### WORK TO COMPLETE:
Repeat all of the data precisely.

### INPUT ROWS:
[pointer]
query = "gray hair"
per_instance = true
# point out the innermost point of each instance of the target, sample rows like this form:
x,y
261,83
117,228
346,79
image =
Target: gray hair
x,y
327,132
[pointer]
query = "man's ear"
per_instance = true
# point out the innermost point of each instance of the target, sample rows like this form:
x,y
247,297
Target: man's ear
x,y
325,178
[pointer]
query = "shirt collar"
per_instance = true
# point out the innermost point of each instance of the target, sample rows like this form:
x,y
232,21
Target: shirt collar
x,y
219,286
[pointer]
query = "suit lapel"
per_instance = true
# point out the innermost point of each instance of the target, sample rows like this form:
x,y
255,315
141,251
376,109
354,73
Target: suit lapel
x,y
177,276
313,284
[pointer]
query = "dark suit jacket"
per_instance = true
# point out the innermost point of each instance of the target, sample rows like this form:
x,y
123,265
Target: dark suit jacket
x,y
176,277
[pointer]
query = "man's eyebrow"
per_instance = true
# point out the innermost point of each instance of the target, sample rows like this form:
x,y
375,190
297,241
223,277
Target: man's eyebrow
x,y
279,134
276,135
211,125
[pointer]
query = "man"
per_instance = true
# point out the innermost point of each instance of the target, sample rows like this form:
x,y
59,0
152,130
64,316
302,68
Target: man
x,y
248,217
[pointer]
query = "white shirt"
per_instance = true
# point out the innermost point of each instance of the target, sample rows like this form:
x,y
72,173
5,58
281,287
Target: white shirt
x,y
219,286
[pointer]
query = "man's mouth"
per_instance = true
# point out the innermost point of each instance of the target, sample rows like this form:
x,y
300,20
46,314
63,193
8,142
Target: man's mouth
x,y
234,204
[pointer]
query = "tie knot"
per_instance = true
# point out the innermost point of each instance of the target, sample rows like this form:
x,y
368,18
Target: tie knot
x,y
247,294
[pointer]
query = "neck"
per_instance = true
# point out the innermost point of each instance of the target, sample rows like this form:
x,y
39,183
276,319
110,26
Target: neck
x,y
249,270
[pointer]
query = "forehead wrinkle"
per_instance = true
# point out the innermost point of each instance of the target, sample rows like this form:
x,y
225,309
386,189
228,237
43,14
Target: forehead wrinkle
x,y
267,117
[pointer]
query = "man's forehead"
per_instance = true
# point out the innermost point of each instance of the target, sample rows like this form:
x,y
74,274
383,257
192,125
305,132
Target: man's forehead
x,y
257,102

### WORKED ANSWER:
[pointer]
query = "gray hair"
per_instance = true
# point out the innermost point of each instance of the target, sample rows like this form:
x,y
261,83
117,228
346,79
image =
Target: gray hair
x,y
327,132
[pointer]
query = "man's ear"
per_instance = true
# point out the innermost point of each instance of the target, sample rows like this form:
x,y
247,297
Target: man's ear
x,y
325,178
[pointer]
query = "shirt collar"
per_instance = true
# point out the innermost point of each instance of the target, sample rows like this form:
x,y
232,21
Target: shirt collar
x,y
219,286
[pointer]
query = "suit lapel"
per_instance = true
# point out the innermost point of each instance of the target, sample rows like this form:
x,y
255,315
141,251
376,109
354,73
Target: suit lapel
x,y
177,276
313,284
[pointer]
query = "dark suit jacket"
per_instance = true
# point out the innermost point of each instance of the target, sample rows like this form:
x,y
123,265
Target: dark suit jacket
x,y
176,277
[pointer]
query = "man's eyebrow"
per_instance = true
# point out the innermost point of each instance of the target, sample rows like this form:
x,y
375,190
297,241
223,277
Target: man's eyebrow
x,y
279,134
276,135
211,125
[pointer]
query = "man"
per_instance = true
# point out the innermost point of each instance of the target, sample rows like this form:
x,y
59,0
152,130
64,316
302,68
Target: man
x,y
248,217
[pointer]
query = "white shirt"
per_instance = true
# point out the innermost point of each instance of the target, sample rows like this form:
x,y
72,173
5,58
281,287
Target: white shirt
x,y
219,286
[pointer]
query = "man's mouth"
per_instance = true
# point out the innermost point of each instance of the target, sample rows like this form:
x,y
300,20
46,314
63,193
8,142
Target: man's mouth
x,y
234,204
[pointer]
query = "tie knot"
per_instance = true
# point out the innermost point of each instance of the target, sample rows like this form:
x,y
368,18
Target: tie knot
x,y
247,294
[pointer]
query = "neck"
per_instance = true
# point out the innermost point of each instance of the target, sample rows like this form:
x,y
39,183
276,319
110,26
Target: neck
x,y
249,270
[pointer]
query = "forehead wrinkle"
per_instance = true
# point out the innermost point of each instance of the target, sample rows like this form:
x,y
225,309
386,189
228,237
43,14
Target: forehead wrinkle
x,y
267,117
[pointer]
query = "man's forehead"
per_instance = true
# point out the innermost point of each instance of the target, sample rows like this form:
x,y
74,274
383,257
192,125
305,132
Target: man's forehead
x,y
257,102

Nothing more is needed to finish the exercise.